STATED PROBLEM: Reproduce the rows below word for word, starting at the line that contains "of the wrist" and continuing through the end of the rows. Leave the pictures out of your answer.

STORED ROWS:
•••••

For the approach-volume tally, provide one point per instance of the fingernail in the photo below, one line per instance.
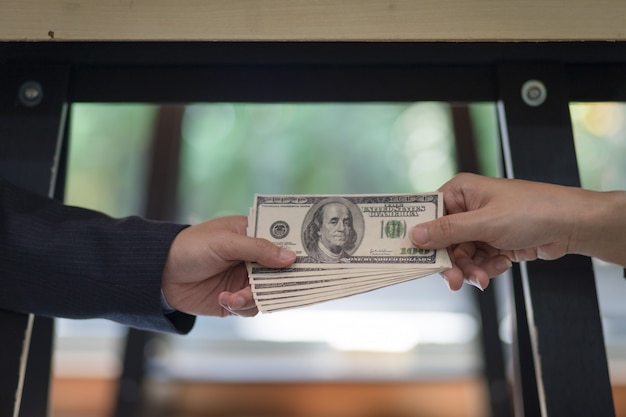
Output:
(445, 279)
(474, 282)
(286, 255)
(419, 235)
(504, 265)
(238, 302)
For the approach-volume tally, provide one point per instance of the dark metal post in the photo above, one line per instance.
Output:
(560, 296)
(32, 124)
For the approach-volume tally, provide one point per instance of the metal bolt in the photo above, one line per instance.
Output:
(534, 93)
(31, 93)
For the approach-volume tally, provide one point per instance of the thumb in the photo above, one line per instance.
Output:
(446, 231)
(259, 250)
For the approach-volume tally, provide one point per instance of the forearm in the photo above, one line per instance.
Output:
(68, 262)
(601, 233)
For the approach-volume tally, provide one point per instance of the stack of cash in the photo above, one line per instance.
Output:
(345, 245)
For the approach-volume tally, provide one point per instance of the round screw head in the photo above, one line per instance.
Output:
(534, 93)
(30, 94)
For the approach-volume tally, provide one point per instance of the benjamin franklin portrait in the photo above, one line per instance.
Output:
(332, 230)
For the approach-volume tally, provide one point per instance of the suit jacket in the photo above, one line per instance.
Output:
(61, 261)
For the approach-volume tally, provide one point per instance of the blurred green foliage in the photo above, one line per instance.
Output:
(230, 151)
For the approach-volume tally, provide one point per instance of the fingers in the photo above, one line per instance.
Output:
(475, 265)
(449, 230)
(244, 248)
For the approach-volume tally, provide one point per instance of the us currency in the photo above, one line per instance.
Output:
(344, 245)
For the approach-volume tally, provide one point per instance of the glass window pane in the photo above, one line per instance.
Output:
(600, 139)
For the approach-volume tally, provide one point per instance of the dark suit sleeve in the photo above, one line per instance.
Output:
(62, 261)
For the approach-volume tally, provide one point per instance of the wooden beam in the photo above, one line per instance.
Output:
(321, 20)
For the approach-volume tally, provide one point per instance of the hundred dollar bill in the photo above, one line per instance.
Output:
(364, 230)
(344, 245)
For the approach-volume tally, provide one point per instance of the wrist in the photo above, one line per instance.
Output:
(602, 226)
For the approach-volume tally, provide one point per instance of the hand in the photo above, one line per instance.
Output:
(492, 222)
(205, 272)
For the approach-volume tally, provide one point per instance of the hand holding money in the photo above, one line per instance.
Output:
(345, 245)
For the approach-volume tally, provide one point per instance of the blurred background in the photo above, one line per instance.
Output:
(412, 349)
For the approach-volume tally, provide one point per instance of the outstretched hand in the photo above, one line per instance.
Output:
(205, 272)
(492, 222)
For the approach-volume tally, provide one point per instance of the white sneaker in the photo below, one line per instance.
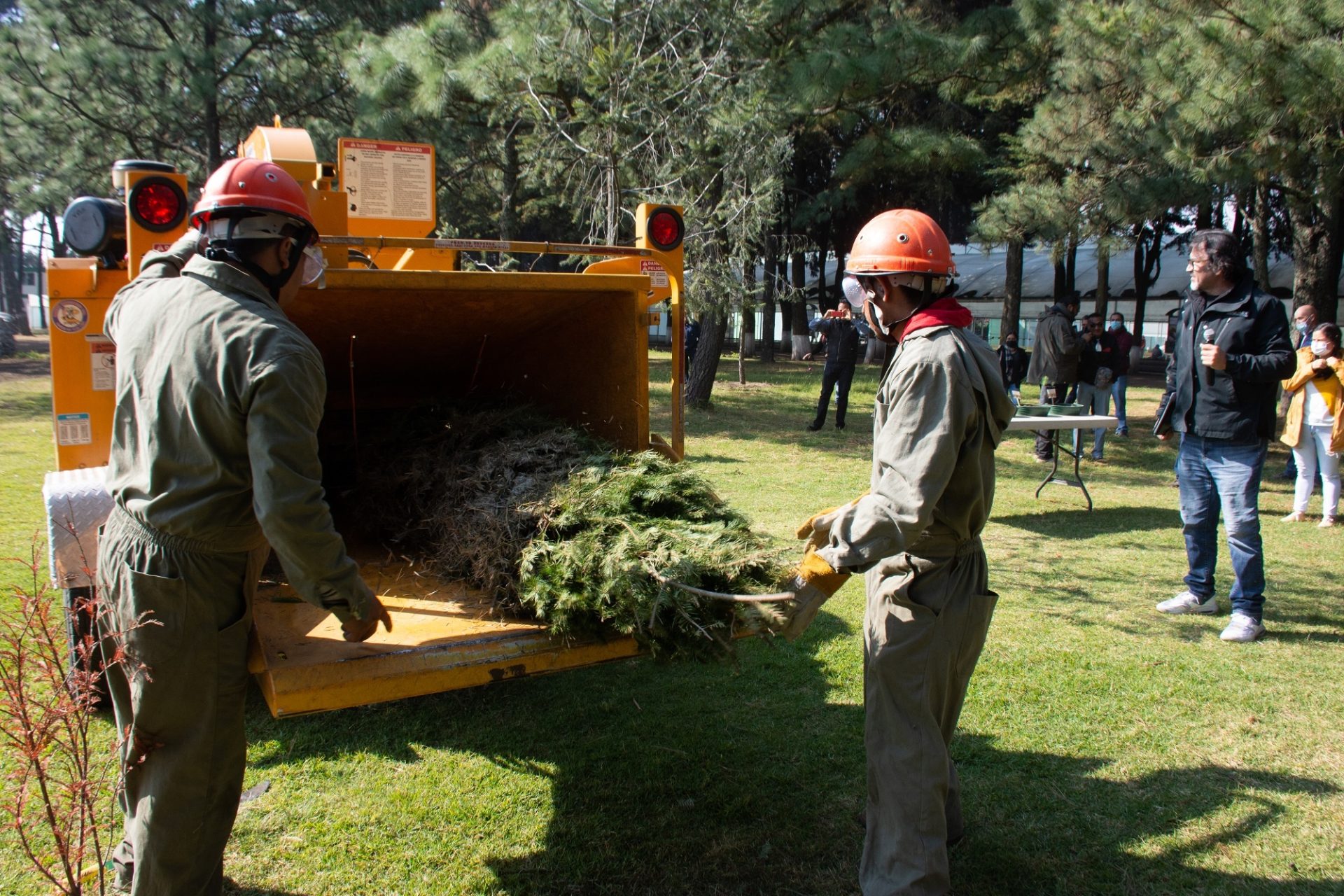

•••••

RESULT BELOW:
For the approach-volume tally, provide one point per instance of the wrist in the photo above, one line per instance.
Output:
(602, 226)
For the approach-volume tally, provide one point per instance of the hand in the photo above, one line per instance.
Output:
(492, 222)
(205, 272)
For the approach-volume tally, provide one point per instance of the hand holding money in the photo above, one line per instance.
Output:
(345, 245)
For the approach-volume tally, provide one point per instance of the blurred background in the photo above, one line per instance.
Output:
(412, 349)
For the approach-volume tally, provide one point per instance of the outstretched hand in the photo above, one line per instance.
Output:
(205, 272)
(492, 222)
For the approach-volume tally, provide one point per instance of the white sneaker in the photo below, one line per instance.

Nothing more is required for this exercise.